■ **選定テキスト**
↓

日本選手権から一週間、アリーナ杯東京六大学春季対抗戦が行われた。冬と春の年2回行われる今大会。瀬戸大也(スポ4=埼玉栄)を初め、リオ五輪代表組も参加しレベルの高い内容となった。「目標は達成できたが悔しい」(田村美紅女子主将、スポ4=埼玉栄)。優勝こそ逃したものの、1年生から4年生までが活躍し男女共に総合2位の結果で終わった。
男子部は瀬戸、上野聖人主将(社4=神奈川・法政二)、坂井聖人(スポ3=福岡・柳川)、荒木優介副将(人4=三重・暁)が参加した男子400メートルメドレーリレーで1位となり、幸先の良いスタートで始まる。注目の瀬戸は男子400メートル個人メドレー、男子200メートルバタフライで自身の持つ記録を塗り替える大会新記録をマーク。同じくリオ五輪代表の渡辺一平(スポ2=大分・佐伯鶴城)も男子200メートル平泳ぎで大会新記録を樹立し、「(自己)ベストだったので良かった」と振り返った。取材では応援を含め1年生も加わったチームの雰囲気の良さに触れた上野主将。早大チームのまとまりを評価した。

↑

■ **提供資料**

↓

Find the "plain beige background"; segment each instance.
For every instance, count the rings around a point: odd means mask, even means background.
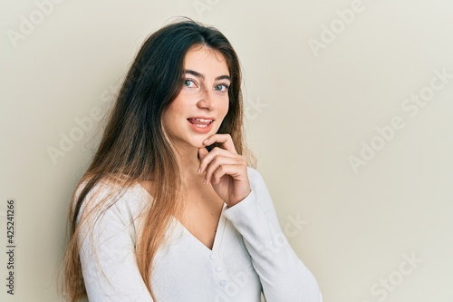
[[[59,301],[97,120],[146,36],[177,15],[236,47],[249,145],[324,301],[453,301],[451,1],[0,3],[0,250],[17,202],[15,295],[2,252],[2,301]]]

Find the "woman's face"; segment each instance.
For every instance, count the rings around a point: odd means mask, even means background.
[[[196,45],[184,59],[183,87],[163,114],[164,127],[177,147],[203,147],[228,112],[230,76],[223,55]]]

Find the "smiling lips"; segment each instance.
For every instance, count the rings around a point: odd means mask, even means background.
[[[188,122],[190,122],[192,130],[194,130],[196,132],[207,133],[211,131],[212,122],[215,120],[208,118],[188,118]]]

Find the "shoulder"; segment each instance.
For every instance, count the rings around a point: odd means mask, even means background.
[[[261,173],[251,167],[247,167],[247,174],[248,174],[248,180],[250,180],[250,185],[252,187],[265,187],[265,180],[263,179],[263,176]]]

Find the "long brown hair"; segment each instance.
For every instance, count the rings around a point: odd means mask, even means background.
[[[143,213],[144,224],[136,245],[137,266],[155,299],[150,284],[152,261],[163,244],[171,215],[181,210],[182,192],[178,160],[162,125],[162,114],[179,93],[183,63],[194,45],[205,45],[225,57],[231,85],[229,107],[217,133],[229,133],[239,154],[245,151],[241,72],[229,41],[216,28],[184,19],[152,34],[142,44],[111,109],[101,144],[72,195],[68,214],[69,244],[63,259],[63,293],[74,302],[86,297],[79,258],[81,226],[95,221],[101,209],[118,200],[124,189],[138,180],[152,180],[153,200]],[[104,204],[87,210],[85,198],[100,181],[120,186]],[[76,192],[78,192],[76,194]],[[151,200],[150,200],[151,201]]]

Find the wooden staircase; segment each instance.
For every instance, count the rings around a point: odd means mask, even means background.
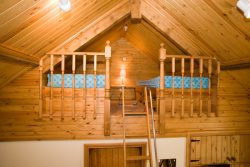
[[[148,101],[148,89],[147,87],[144,87],[144,97],[145,97],[145,111],[142,112],[134,112],[134,111],[126,111],[125,107],[125,98],[124,98],[124,86],[122,86],[122,113],[123,113],[123,155],[124,155],[124,167],[127,166],[127,161],[149,161],[150,167],[153,167],[153,159],[152,159],[152,147],[151,147],[151,130],[150,130],[150,120],[149,120],[149,101]],[[152,95],[151,91],[149,91],[150,94],[150,105],[151,105],[151,111],[153,111],[152,108]],[[146,135],[140,135],[136,136],[134,135],[127,135],[126,134],[126,124],[125,124],[125,119],[129,119],[130,116],[143,116],[145,117],[145,122],[147,126],[147,132]],[[153,137],[155,139],[155,128],[154,128],[154,118],[153,118],[153,112],[152,112],[152,129],[153,129]],[[147,146],[148,146],[148,152],[146,155],[136,155],[136,156],[127,156],[126,152],[126,138],[131,138],[131,137],[145,137],[147,138]],[[156,151],[156,144],[155,144],[155,153]],[[156,155],[157,158],[157,155]],[[156,160],[157,161],[157,160]]]

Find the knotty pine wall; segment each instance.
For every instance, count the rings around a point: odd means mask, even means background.
[[[158,75],[158,64],[125,39],[113,43],[112,50],[111,85],[119,85],[119,70],[124,56],[127,58],[127,85],[132,86],[136,80]],[[86,120],[73,121],[71,117],[64,121],[60,118],[38,120],[38,85],[39,75],[36,68],[0,90],[0,140],[104,138],[101,109],[96,120],[91,114]],[[220,75],[218,110],[219,117],[166,117],[166,132],[163,136],[185,136],[187,132],[250,132],[249,89],[235,80],[228,71],[222,71]],[[144,122],[142,118],[130,118],[130,132],[143,131]],[[111,116],[111,138],[121,135],[121,117]]]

↑

■ **出題内容**
[a] レコードの中で「Find」という文字列を含む行はいくつありますか。大文字と小文字を区別して数え、数だけを答えてください。
[b] 東京六大学春季対抗戦の記事を、最後の文に続けて書き進めてください。
東京六大学春季対抗戦の記事とレコードは、互いに関係がありません。

■ **回答一覧**
[a] 7

[b]
日本選手権に続き好調をキープする渡辺
女子部はエース渡部香生子(スポ2=東京・武蔵野)が不在の中、「今までの悔しさをぶつけることができた」と田村女子主将を中心に得点を伸ばした。また日本選手権では本来の力を見せられなかった志賀珠理奈(スポ2=埼玉・武南)も女子800メートル自由形で1位、他の種目でも上位に食い込む泳ぎを見せチームに貢献。アリーナ杯東京六大学冬季対抗戦では優勝していただけに最高の結果とは言えなかったものの、新たな課題も見つかるなど収穫は十分だ。
複数種目で好成績を残した田村女子主将
日本選手権直後ということもあり、多くの主力選手が良い状態で臨めた今大会。個々の成長とチーム力向上にもつながる場となった。また在学生、卒業生ともに多数のアリーナ杯東京六大学対抗戦出身者がこの夏世界の舞台へと羽ばたく。閉会式では表彰とともに五輪出場者の壮行会が行われた。今後の日程としては5月にジャパンオープン2016(50メートル)が行われる。「いい流れをつくってリオに臨む」(坂井)。ワセダは注目選手が多いだけに今後のレースにも期待がかかる。
(記事 難波亮誠、写真 平川さつき、井口裕太)
★チャレンジレースで参加標準記録を突破!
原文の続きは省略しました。